▸ Document excerpt
----------

Another goal of Glare Engine is to give the users all the tools they need to create scenes and visualize its performance without the need of opening an IDE or the terminal. For this sake the engine also has its own terminal and performance tab. The logs from the terminal will be dumped to a log.txt file, this helps users debug their applications and also provides more in depth information in case of a crash.
Lastly Glare Engine also implements PBR (Physically Based Rendering), which is a computer graphics approach that aims to achieve photorealism.
Fig 1.5. Post-process editor window
Fig 1.6. Performance window
Fig 1.6¡7 Console output
Throughout the development of the engine, we have had different material APIs. From the very basic to the one we have right now that tries to get close to how UE4 works with its materials from C++.
At the beginning we had a material system that worked, but that it was hard to maintain and was not easy to add new materials. Due to this, we made a new material class. The new class was coded using C++ templates, in order to minimize code repetition and try to make a user usable API. We had 1 material class and each type of material inherited from the parent MaterialSettings class. In theory this was simple, you created a settings class for each different type of material you wanted, but when wanting to edit the settings in runtime, things started to be messy. In order to edit something, you first had to get the material id, then get the pointer to the material. After that, you had to take its settings, and cast it to your settings class in order to access its attributes. The code was not pretty for the end user so we had to make some changes.
Embracing the power of the templates, we made a new version of the materials. Since we are accustomed to UE4 and its material handling in C++, we tried to implement something that worked similarly for the end user.
Fig 2.1.1 Set float parameter on UE4
Fig 2.1.2 Set float parameter on Glare Engine
The new version of the materials works similarly to the 2.0 version, the main change is that the MaterialSettings class does not hold attributes that forces you to have to cast the class in order to access the settings. Instead, it has a SettingsDataManager attribute that holds and deals with all the types of possible attributes that a settings class might have. This class was also made using C++ templates in order to make a generalistic code.
So as to add custom parameters to a MaterialSettings class, in the constructor you just need to declare the parameters using the add_parameter method giving it a name and a default value. The type of the parameter is inferred based on the default value you give it, so if you want a vec4 for example, you must give a vec4 as a default value. Then if you want to edit or recover a parameter value, you can just get or set it by referring to it with its name, so you never need to include or cast to the specific settings classes, since the material class handles all of it from the inside.

----------

▸ Set exercise 1
Answer these questions about the Glare Engine write-up:
(a) To which file are the logs from the engine's terminal dumped?
(b) Which method is used in a MaterialSettings constructor to declare custom parameters?
(c) How is the type of such a parameter determined?
▸ Set exercise 2
Copy out the part of the Glare Engine write-up that opens with the words containing "Embracing the power" and closes with "a generalistic code.".
▸ Set exercise 3
Write what comes next in the Glare Engine write-up, starting after its last sentence.

▸ Entries on locating named things
----------

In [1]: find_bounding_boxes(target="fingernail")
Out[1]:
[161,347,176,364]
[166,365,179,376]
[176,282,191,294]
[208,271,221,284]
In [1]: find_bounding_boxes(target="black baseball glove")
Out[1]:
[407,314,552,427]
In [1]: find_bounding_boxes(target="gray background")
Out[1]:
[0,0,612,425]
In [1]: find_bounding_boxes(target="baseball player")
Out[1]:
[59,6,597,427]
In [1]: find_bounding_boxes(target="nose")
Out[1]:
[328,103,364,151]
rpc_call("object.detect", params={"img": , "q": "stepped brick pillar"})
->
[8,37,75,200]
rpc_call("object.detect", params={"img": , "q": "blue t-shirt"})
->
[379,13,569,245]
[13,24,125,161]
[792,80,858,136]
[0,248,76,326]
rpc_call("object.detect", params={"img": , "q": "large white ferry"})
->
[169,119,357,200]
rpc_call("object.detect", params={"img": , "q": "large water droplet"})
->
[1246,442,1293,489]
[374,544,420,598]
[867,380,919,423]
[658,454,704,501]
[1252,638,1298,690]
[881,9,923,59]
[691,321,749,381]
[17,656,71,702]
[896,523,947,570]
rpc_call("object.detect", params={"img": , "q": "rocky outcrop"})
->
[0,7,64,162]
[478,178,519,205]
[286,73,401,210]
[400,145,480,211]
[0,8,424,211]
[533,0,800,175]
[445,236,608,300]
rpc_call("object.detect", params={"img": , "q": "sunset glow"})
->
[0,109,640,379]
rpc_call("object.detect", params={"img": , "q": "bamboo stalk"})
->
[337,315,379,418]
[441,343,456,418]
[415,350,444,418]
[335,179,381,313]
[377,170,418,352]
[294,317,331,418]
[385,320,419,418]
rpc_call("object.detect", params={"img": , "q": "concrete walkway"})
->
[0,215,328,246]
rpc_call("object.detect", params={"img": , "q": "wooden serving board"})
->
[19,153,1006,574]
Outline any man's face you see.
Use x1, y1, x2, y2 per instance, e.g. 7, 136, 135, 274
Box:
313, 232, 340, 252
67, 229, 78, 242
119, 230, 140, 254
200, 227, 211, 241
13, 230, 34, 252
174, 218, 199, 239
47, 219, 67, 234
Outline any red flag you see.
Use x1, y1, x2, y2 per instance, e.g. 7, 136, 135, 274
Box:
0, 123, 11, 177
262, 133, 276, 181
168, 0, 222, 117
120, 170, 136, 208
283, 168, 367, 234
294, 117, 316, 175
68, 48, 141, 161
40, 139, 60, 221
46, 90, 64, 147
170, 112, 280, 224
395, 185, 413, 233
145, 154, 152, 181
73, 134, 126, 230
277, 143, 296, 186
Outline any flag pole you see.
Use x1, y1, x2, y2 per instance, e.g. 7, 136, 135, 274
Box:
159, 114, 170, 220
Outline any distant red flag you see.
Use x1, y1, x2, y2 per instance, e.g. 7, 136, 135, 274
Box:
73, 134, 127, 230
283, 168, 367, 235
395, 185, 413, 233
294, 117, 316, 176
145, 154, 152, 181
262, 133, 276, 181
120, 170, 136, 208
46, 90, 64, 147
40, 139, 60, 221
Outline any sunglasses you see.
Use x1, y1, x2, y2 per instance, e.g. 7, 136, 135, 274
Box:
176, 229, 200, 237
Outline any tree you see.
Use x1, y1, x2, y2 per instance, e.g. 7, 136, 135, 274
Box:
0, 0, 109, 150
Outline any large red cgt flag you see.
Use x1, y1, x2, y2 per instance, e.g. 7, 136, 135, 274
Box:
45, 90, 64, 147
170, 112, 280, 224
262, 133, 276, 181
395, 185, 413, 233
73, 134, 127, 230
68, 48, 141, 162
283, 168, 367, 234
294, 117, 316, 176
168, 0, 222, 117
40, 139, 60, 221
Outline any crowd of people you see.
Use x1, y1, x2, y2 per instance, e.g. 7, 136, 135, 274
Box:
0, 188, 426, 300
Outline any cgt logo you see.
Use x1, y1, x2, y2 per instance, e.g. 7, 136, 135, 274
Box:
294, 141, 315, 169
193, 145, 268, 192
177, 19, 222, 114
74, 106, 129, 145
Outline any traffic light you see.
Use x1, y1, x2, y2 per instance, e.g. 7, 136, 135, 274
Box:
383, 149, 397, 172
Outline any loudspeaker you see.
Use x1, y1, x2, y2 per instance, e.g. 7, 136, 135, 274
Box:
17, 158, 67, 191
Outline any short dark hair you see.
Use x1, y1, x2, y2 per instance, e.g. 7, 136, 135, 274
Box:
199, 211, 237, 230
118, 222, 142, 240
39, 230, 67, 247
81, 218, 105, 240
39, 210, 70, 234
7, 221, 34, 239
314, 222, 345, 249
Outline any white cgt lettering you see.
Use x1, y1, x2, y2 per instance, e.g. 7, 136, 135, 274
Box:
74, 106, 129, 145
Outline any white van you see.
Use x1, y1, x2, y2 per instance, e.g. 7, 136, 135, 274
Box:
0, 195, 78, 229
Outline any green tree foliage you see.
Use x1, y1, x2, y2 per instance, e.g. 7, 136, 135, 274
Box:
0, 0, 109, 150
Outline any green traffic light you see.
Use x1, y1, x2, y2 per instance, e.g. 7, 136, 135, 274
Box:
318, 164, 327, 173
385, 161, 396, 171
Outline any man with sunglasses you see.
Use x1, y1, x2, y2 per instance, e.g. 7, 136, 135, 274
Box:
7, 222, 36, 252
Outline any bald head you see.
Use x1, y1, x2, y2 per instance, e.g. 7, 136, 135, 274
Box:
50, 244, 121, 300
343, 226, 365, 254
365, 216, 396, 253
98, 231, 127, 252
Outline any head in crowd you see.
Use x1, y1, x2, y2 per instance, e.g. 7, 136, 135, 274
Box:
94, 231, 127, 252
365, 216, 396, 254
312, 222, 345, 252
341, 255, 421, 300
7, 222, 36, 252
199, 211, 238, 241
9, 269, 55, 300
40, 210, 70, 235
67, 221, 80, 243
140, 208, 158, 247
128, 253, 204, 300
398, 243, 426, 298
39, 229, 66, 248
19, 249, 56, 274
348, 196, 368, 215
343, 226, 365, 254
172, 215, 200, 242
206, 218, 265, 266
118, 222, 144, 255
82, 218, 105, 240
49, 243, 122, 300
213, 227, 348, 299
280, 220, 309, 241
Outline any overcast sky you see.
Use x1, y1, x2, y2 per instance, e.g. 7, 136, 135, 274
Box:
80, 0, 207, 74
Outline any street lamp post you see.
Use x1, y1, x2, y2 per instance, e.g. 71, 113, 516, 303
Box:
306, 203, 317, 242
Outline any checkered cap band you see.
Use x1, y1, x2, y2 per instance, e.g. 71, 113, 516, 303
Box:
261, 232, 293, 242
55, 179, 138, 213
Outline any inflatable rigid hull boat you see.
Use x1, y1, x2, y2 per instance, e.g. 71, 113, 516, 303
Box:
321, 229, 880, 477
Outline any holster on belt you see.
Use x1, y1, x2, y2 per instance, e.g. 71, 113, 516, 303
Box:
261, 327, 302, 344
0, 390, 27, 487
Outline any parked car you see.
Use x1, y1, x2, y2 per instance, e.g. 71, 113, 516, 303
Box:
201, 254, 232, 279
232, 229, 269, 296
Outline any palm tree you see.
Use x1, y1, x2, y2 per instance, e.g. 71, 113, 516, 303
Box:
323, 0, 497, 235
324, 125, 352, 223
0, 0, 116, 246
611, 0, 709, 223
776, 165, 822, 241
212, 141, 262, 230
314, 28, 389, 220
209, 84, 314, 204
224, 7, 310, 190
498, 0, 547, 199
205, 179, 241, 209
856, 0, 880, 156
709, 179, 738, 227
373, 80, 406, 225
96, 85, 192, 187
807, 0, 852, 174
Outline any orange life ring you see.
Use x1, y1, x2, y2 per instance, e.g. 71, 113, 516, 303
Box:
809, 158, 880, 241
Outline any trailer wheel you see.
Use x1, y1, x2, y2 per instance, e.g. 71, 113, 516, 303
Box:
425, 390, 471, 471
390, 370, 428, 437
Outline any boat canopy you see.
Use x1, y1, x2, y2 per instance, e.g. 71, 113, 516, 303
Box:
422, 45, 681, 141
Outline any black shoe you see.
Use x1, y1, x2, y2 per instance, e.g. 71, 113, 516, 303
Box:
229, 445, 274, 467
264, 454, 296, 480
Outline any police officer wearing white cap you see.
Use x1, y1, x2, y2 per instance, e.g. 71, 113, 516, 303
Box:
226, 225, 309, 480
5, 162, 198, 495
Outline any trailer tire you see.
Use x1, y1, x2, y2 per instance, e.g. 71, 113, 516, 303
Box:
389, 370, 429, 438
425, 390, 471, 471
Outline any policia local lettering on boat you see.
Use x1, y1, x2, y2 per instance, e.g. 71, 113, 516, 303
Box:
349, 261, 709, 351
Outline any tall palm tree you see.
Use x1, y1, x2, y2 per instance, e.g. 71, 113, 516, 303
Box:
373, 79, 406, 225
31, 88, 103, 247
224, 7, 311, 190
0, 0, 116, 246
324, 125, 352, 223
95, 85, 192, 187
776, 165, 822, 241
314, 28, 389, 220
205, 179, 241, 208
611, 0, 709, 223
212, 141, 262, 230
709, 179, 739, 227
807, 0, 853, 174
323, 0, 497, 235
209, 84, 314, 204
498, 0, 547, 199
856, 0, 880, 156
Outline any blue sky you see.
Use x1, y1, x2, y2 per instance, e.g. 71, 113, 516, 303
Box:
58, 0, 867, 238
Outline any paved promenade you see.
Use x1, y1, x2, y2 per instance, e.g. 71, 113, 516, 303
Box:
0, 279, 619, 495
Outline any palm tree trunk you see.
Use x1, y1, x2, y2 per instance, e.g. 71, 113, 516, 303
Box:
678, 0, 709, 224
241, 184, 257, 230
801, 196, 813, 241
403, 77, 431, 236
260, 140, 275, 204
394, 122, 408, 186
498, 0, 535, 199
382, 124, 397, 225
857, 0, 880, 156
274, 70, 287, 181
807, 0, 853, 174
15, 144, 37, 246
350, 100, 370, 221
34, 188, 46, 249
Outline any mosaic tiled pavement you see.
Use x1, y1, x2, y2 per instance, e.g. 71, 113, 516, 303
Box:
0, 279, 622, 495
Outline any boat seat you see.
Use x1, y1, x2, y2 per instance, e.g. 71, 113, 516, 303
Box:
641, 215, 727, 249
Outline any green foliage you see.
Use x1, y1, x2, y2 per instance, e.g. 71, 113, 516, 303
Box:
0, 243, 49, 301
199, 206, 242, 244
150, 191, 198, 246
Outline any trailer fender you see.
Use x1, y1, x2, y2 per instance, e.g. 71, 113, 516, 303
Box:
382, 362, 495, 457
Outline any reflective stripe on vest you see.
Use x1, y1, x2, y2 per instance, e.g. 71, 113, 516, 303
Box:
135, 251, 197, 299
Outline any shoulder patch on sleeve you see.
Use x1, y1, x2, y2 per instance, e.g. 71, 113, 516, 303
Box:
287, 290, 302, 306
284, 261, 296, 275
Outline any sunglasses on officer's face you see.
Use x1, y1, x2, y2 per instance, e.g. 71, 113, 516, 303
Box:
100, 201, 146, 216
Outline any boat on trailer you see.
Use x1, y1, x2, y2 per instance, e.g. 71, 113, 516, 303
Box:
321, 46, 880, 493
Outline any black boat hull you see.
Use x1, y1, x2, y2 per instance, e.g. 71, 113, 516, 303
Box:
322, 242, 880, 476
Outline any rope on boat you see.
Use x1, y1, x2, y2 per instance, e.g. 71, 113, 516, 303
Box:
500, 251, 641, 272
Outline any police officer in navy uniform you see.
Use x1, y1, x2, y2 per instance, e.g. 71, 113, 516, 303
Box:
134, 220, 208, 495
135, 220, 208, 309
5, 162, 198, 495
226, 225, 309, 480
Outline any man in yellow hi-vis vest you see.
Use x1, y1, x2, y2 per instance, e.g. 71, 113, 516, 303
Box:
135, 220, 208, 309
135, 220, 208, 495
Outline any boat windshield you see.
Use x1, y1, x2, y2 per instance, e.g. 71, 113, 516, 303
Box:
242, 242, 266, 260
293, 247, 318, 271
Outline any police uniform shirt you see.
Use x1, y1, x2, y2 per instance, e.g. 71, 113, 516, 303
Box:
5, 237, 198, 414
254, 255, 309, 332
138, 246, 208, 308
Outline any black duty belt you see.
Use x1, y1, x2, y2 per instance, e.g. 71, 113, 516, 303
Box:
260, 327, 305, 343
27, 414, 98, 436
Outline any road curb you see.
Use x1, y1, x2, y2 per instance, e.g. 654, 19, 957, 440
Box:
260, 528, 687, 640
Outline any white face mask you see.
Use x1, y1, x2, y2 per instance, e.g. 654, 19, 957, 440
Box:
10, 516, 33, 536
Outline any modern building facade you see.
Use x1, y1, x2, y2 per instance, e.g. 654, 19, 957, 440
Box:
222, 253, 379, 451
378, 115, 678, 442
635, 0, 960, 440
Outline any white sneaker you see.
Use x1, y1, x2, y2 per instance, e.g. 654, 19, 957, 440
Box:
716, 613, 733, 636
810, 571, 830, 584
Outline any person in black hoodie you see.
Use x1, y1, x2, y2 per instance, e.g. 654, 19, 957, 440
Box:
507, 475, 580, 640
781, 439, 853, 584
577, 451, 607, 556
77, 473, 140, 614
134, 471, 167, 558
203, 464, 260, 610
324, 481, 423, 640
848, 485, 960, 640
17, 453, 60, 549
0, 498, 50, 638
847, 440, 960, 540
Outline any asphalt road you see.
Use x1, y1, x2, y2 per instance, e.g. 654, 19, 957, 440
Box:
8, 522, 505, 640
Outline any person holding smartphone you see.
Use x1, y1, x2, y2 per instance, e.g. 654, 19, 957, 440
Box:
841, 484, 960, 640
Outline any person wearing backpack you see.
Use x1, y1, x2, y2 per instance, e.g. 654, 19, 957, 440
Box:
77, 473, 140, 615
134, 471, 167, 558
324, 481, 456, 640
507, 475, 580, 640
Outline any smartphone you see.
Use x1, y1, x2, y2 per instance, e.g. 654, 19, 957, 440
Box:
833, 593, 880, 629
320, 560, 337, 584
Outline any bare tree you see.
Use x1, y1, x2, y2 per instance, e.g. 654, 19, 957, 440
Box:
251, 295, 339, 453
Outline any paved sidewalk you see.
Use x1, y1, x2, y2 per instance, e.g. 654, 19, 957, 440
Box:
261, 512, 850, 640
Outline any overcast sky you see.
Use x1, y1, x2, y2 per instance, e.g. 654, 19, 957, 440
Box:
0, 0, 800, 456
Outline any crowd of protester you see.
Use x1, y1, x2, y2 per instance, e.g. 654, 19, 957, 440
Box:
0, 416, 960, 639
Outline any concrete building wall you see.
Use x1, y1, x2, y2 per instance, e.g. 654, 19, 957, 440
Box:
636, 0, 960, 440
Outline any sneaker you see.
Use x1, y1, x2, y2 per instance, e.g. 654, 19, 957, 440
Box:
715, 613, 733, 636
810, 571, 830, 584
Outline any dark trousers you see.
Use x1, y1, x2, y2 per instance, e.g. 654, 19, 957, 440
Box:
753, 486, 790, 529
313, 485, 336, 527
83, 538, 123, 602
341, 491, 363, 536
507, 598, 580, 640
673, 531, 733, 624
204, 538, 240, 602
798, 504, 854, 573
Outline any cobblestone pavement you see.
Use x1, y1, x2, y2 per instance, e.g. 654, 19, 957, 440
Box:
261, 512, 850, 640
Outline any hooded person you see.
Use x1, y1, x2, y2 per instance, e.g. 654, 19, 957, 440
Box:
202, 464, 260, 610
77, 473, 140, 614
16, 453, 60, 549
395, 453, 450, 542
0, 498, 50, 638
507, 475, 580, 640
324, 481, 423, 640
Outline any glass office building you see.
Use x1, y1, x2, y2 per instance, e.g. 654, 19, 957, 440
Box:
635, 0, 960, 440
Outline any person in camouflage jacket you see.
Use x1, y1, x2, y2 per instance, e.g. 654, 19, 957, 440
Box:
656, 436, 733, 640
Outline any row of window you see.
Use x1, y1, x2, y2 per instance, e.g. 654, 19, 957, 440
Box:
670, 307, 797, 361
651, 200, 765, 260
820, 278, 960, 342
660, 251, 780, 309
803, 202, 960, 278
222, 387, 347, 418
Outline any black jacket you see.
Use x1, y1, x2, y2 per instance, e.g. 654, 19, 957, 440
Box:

----------

▸ Reply 1
(a) A log.txt file.
(b) The add_parameter method.
(c) It is inferred from the default value given to it.

▸ Reply 2
Embracing the power of the templates, we made a new version of the materials. Since we are accustomed to UE4 and its material handling in C++, we tried to implement something that worked similarly for the end user.
Fig 2.1.1 Set float parameter on UE4
Fig 2.1.2 Set float parameter on Glare Engine
The new version of the materials works similarly to the 2.0 version, the main change is that the MaterialSettings class does not hold attributes that forces you to have to cast the class in order to access the settings. Instead, it has a SettingsDataManager attribute that holds and deals with all the types of possible attributes that a settings class might have. This class was also made using C++ templates in order to make a generalistic code.

▸ Reply 3
Fig 2.1.3 Parameters of a MaterialSettings class
After having the Forward Rendering Pipeline fully functional, we started to change it to a Deferred Rendering Pipeline. In summary, instead of computing the lights in the same shader as the geometry pass, basically computing the lights per drawn object, we first make a geometry pass that outputs the object position, normals, and color as textures and then, after every object has been drawn, we compute each light once, based on those textures.
This has a huge improvement on our performance, that is if we render a lot of lights at the same time. Deferred Rendering is used for large quantities of lights, mostly small lights, that is when the performance improvement really starts to be noticed. It is not magic and it does not come without setbacks. Using this type of pipeline, limits the engine to one material. This material has to be large enough to support all kinds of different types of objects, so if you want to implement it, you have to forget about doing specific materials.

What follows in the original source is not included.